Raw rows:
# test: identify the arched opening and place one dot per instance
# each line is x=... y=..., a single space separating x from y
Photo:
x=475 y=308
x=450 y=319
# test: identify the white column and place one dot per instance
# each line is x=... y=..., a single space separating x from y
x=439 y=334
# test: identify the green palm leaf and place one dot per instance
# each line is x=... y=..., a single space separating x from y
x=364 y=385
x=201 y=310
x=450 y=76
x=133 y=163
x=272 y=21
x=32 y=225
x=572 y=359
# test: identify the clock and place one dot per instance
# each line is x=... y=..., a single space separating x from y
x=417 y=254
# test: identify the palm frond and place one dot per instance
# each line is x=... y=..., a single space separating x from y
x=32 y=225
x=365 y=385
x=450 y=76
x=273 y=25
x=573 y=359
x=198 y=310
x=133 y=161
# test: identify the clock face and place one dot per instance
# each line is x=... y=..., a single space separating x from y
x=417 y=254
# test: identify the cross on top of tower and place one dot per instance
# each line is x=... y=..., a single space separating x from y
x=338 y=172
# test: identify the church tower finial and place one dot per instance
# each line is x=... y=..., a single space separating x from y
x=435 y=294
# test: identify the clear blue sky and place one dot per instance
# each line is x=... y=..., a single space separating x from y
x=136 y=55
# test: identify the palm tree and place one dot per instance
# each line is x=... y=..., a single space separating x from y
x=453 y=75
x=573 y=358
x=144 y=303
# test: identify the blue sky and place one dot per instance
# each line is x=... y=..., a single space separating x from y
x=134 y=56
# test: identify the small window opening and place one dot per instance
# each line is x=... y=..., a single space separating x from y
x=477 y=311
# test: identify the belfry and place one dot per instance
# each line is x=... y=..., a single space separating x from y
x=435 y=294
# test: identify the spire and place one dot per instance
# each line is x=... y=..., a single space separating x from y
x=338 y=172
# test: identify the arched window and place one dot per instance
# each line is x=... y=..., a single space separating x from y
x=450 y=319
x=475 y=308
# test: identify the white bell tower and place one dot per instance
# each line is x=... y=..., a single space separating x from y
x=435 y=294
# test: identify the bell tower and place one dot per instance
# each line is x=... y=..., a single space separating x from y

Stated goal: Lay out all of the rows above as a numbered list, leaving out any blank lines.

Solution to the problem:
1. # test: identify the arched opening and place one dot per instance
2. # each line is x=... y=..., a single space separating x from y
3. Photo:
4. x=475 y=308
5. x=450 y=319
6. # test: identify the white column and place one dot per instance
7. # each line is x=... y=..., a single space separating x from y
8. x=439 y=334
9. # test: identify the green palm leaf and place one dot per instance
10. # each line is x=... y=..., a single space separating x from y
11. x=364 y=385
12. x=201 y=310
13. x=450 y=76
14. x=133 y=163
15. x=272 y=21
16. x=32 y=225
17. x=572 y=359
18. # test: identify the clock and place one dot per instance
19. # each line is x=... y=..., a single space separating x from y
20. x=417 y=254
21. # test: identify the palm frond and place one dot per instance
22. # each line is x=... y=..., a single space separating x from y
23. x=32 y=225
24. x=365 y=385
25. x=450 y=76
26. x=273 y=25
27. x=573 y=359
28. x=198 y=310
29. x=133 y=161
30. # test: identify the clock face and place one dot per instance
31. # each line is x=... y=..., a single space separating x from y
32. x=417 y=254
33. # test: identify the cross on top of tower and place one dot per instance
34. # each line is x=... y=..., a single space separating x from y
35. x=338 y=172
36. # test: identify the church tower finial and place one dot per instance
37. # each line is x=... y=..., a single space separating x from y
38. x=435 y=294
39. # test: identify the clear blue sky and place one dot per instance
40. # each line is x=... y=..., a single space separating x from y
41. x=136 y=55
42. # test: identify the palm tree and place one dot per instance
43. # each line is x=... y=..., a single space separating x from y
44. x=453 y=75
45. x=573 y=358
46. x=144 y=303
47. # test: identify the blue sky and place one dot per instance
48. # each line is x=... y=..., a single space separating x from y
49. x=134 y=56
50. # test: identify the small window opening and place one dot per instance
51. # each line is x=... y=..., a single space separating x from y
52. x=477 y=311
53. # test: identify the belfry and place one dot per instance
54. # each line is x=... y=..., a single space separating x from y
55. x=435 y=294
56. # test: identify the spire and place one dot per instance
57. # each line is x=... y=..., a single space separating x from y
58. x=338 y=172
59. # test: identify the arched window and place one dot per instance
60. # each line is x=... y=..., a single space separating x from y
61. x=450 y=319
62. x=475 y=308
63. # test: identify the white bell tower and place one dot per instance
64. # each line is x=... y=..., a single space separating x from y
65. x=435 y=294
66. # test: identify the bell tower and place one dot per instance
67. # each line is x=... y=..., a single space separating x from y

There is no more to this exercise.